--- PROBLEM DESCRIPTION ---
Could you print every one of the entries below line for line, with no changes at all?

Recorded data
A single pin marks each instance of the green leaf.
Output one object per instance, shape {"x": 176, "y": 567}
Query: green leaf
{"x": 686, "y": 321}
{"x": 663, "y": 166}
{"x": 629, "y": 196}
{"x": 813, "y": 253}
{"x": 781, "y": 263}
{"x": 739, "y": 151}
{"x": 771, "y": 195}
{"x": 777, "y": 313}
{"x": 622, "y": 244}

--- EXERCISE ANSWER ---
A single pin marks each instance of the green leaf.
Output one object per instance, shape {"x": 176, "y": 567}
Query: green leaf
{"x": 686, "y": 321}
{"x": 663, "y": 166}
{"x": 629, "y": 196}
{"x": 813, "y": 253}
{"x": 781, "y": 263}
{"x": 739, "y": 151}
{"x": 771, "y": 195}
{"x": 777, "y": 313}
{"x": 622, "y": 244}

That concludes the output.